● GIVEN TEXT
While scientists command public respect, they are not necessarily impartial, argues Alice Farrands
From BSE to GM by way of MMR, "crises" around scientific issues have been a regular fixture on the political landscape over the past few years. Despite this, there remains a sense of surprise, even wrongdoing, when it emerges that scientists have their own political interests.
Implicit in this is the notion that scientists are impartial practitioners, misrepresented by journalists and politicians engaged in a Machiavellian process of back-stabbing and self-promotion. Yet the neat dichotomy that separates politics from science is a fallacy.
As the events surrounding the death of government weapons adviser David Kelly illustrate, expert scientific advisers provide journalists and politicians with authoritative information that lends instant credibility to policy proposals or stories. Polls reveal scientists to be one of the few remaining professional groups that still commands a vestige of public respect. But their ostensibly technical advice is inflected by their own world view and vested interests, no matter how magnanimous or utilitarian these may be.
Much of the government's rationale for declaring war on Iraq depended on technical expert advice. Did Saddam Hussein have weapons that posed a threat? What were the technical specifications of those weapons? How real was this threat? It was this dependence on scientific evidence that made Dr Kelly's views, expressed in contradiction of the government line, so significant. It has been noted in the media and the Hutton inquiry that Dr Kelly was cleared to provide technical advice, not political comment. But there is no acknowledgement of the substantial overlap.

● ACTIVITY 1
Answer these questions from the article on scientific advice and politics.
(a) Which three issues does it name as scientific "crises"?
(b) What was Dr Kelly cleared to provide?
(c) What do polls show that scientists still command?
● ACTIVITY 2
Copy out the part of the article on scientific advice and politics that opens with the words containing "Much of the" and closes with "the substantial overlap.", swapping "threat" for "danger".
● ACTIVITY 3
Carry the article on scientific advice and politics forward with its next paragraph, beginning after its final sentence.
The lines after the article on scientific advice and politics are separate material.

● DATA SHOWN
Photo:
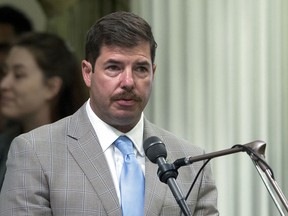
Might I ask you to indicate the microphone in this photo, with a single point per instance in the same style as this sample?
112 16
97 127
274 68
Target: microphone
156 152
256 147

● ANSWER BOX 1
(a) BSE, GM and MMR.
(b) Technical advice, not political comment.
(c) A vestige of public respect.

● ANSWER BOX 2
Much of the government's rationale for declaring war on Iraq depended on technical expert advice. Did Saddam Hussein have weapons that posed a danger? What were the technical specifications of those weapons? How real was this danger? It was this dependence on scientific evidence that made Dr Kelly's views, expressed in contradiction of the government line, so significant. It has been noted in the media and the Hutton inquiry that Dr Kelly was cleared to provide technical advice, not political comment. But there is no acknowledgement of the substantial overlap.

● ANSWER BOX 3
A response to a question about Iraq's weapons capability cannot be anything but political, even if couched in technical jargon. Richard Hatfield, the Ministry of Defence's head of personnel, described Dr Kelly as "extraordinarily naive" in his dealings with the media. But it is the MoD, and the government as a whole, that naively assumes there to be a realistic distinction between the scientific and the political.
Politicians have come under fire for failing to grasp the technical details of expert advice, but, while they may not be political neophytes, scientific advisers have also illustrated an alarming failure to grasp the political import of their own advice.
To suggest that science-related political crises could have been averted if only political actors had understood the scientific issues in depth is one approach. But such crises might also have been avoided had scientific advisers understood the political implications of their advice.
Since we don't expect politicians to be fully alive to the intricacies of molecular biology, we shouldn't expect scientists to be fully aware of the ever-shifting nuances of professional politics.
What is needed is not a PhD in physics for all potential politicians, or diplomas in political theory for expert advisers, but a sea change in a culture that extols the neutrality of science, then exploits it for political gain. Scientific advice should be treated with the same scepticism that greets much policy advice because when it comes to policy-making, science is politics by other means.
Alice Farrands is a PhD research student in the science and technology studies department at University College London.